Text segment:
•••

My place in posterity
Beverley Minster virger Neil Pickford considers his place in eternity.
I invented a new joke the other day, and I’m very pleased with it.
Question: What do you give a happy cat for breakfast?
It’s brilliant, isn’t it? Completely original by the way, so that might be a brand new word as well, I’m confident it’s all my own work – well, at least, I’ve never heard the joke before and I was acutely conscious of the process of creation as I thought of it – perhaps unsurprisingly while I was stroking one of my cats.
So now I’ve invented this new joke what happens now? Well, naturally, I want to be recognised as its creator – not for financial reasons, I should say, but because I want a little bit of that immortality that comes from being recognised as originator of something that later went on to become ubiquitous.
Life after death, in other words.
Hmm, that’s a bit of a burden to place on a simple joke so early in its existence, but let’s just follow the process for a while.
If my joke is fresh and funny then, dear reader, you may care to share it with another person. That person may then…and so on and so on until the thing becomes ‘viral’ (as we hip media commentators call it these days) and it spreads faster than a speeding germ through the general population.
Then it becomes part of the language. It might even become the catchphrase for a wildly successful and popular advertising campaign – possibly completely unrelated to breakfast combustibles.
I can see it now – shapely and hugely attractive females (although, I must admit that I think about them quite frequently, anyway) on posters, TV ad breaks, 3D cinema commercials, radio breaks, all featuring my word as a universally accepted definition of pure happiness: “Purr-idge”.
Then, one day in years to come, someone will ask a question in a newspaper along the lines of: “Where did the word ‘purr-idge’(trademark) come from?” and a diligent researcher will be able to reply: “First recorded use was in 2010 where its origin was claimed by one Neil Pickford, a middle-aged, overweight, pony-tailed virger (correct spelling) at Beverley Minster in an article for the Beverley Advertiser weekly newspaper and associated beverleylocal website.
“Lord Pickford of Minster Yard South, as he later became known, also wrote a series of best-selling sci-fi novels featuring Beverley Minster as a backdrop…..” and so forth.
Which would be nice.
This desire to leave something that survives you is almost universal – children being the most frequent expression of this drive – and, of course, I work in a huge monument to such thinking.

•••

Resume the column on the virger's place in posterity, picking up right after its final sentence about working in a huge monument to such thinking.

(Referring expression grounding records)
•••

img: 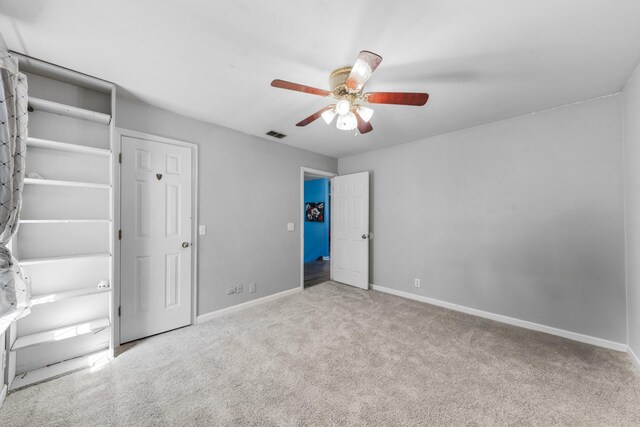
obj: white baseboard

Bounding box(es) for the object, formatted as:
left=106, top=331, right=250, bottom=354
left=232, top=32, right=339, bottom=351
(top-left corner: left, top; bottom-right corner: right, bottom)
left=0, top=384, right=7, bottom=408
left=371, top=284, right=637, bottom=352
left=11, top=350, right=111, bottom=390
left=627, top=347, right=640, bottom=370
left=196, top=286, right=302, bottom=323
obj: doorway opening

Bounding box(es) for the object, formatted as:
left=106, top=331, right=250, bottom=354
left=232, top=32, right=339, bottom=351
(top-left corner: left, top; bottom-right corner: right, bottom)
left=300, top=168, right=335, bottom=288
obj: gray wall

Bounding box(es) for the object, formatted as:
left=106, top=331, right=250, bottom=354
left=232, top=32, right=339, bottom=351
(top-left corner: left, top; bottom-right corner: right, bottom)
left=623, top=64, right=640, bottom=357
left=116, top=97, right=337, bottom=314
left=338, top=96, right=624, bottom=343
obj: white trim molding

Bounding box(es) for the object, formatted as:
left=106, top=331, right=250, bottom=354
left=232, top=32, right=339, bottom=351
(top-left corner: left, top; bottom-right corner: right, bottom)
left=196, top=287, right=302, bottom=323
left=627, top=346, right=640, bottom=371
left=371, top=284, right=637, bottom=352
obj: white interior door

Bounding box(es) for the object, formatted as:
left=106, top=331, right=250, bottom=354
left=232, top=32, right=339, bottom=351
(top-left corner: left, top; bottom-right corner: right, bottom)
left=331, top=172, right=369, bottom=289
left=120, top=136, right=192, bottom=342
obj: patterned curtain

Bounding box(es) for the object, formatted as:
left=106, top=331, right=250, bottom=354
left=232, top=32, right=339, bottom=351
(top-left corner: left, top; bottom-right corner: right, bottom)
left=0, top=36, right=31, bottom=333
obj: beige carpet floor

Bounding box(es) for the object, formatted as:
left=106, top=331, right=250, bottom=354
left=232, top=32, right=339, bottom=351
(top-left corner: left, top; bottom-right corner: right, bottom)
left=0, top=283, right=640, bottom=426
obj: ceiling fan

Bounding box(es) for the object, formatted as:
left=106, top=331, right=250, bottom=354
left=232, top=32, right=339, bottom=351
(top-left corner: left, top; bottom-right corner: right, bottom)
left=271, top=50, right=429, bottom=134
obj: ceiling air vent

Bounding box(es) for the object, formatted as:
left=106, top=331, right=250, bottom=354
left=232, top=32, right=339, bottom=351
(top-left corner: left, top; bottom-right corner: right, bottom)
left=267, top=130, right=287, bottom=139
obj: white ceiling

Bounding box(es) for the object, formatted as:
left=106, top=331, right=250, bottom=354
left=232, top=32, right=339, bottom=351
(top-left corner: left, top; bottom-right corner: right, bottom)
left=0, top=0, right=640, bottom=157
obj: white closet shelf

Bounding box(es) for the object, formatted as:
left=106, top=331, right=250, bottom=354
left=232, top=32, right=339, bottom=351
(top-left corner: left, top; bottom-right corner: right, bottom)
left=11, top=349, right=111, bottom=390
left=27, top=137, right=111, bottom=157
left=31, top=287, right=111, bottom=306
left=29, top=97, right=111, bottom=125
left=20, top=219, right=111, bottom=224
left=18, top=252, right=111, bottom=265
left=11, top=317, right=111, bottom=351
left=24, top=178, right=111, bottom=189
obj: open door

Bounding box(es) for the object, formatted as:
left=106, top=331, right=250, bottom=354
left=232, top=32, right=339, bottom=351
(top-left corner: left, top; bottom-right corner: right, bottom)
left=331, top=172, right=369, bottom=289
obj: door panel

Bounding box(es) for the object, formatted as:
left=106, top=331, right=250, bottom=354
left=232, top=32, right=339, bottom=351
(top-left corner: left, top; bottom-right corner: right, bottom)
left=331, top=172, right=369, bottom=289
left=120, top=137, right=192, bottom=342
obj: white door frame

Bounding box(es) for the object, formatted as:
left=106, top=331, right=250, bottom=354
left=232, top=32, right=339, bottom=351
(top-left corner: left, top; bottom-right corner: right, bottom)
left=112, top=128, right=199, bottom=347
left=300, top=166, right=338, bottom=290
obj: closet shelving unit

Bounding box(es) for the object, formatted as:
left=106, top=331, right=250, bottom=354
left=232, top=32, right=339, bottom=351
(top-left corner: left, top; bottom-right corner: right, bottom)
left=8, top=54, right=115, bottom=389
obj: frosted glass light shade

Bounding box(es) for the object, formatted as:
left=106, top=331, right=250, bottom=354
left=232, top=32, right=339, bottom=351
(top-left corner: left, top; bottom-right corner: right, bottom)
left=320, top=108, right=336, bottom=124
left=336, top=112, right=358, bottom=130
left=358, top=106, right=373, bottom=122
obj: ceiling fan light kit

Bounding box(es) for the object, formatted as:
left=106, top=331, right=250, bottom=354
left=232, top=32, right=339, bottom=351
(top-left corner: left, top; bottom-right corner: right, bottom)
left=271, top=50, right=429, bottom=135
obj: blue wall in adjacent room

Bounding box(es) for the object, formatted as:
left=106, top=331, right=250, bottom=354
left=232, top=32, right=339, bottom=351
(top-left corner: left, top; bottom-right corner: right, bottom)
left=302, top=178, right=330, bottom=262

•••

Answer to the problem:
It’s fair to say that not every single stone was shaped by the desire for immortality –the masons’ marks show the primary motivation for the Minster’s builders, just as with modern brickies, was short-term income. But, throughout the whole building, there are mementoes and personal touches that speak of a yearning to leave a lasting mark over and above what has been contracted and paid for
Last week illustrated such a case. A family on one of my roof tours asked if we had found a small time-capsule that had been left there by an ancestor to commemorate his association with the building. Apparently, back in the 19th century he’d been a plumber and, as someone who was trained in the use of lead, he was employed to work on the roof of the Minster.
He was so thrilled to be associated with the historic building that the tale of his hidden memorial was proudly passed through the generations until his great grandson finally came to Beverley on a quest to track it down. It was a moving moment.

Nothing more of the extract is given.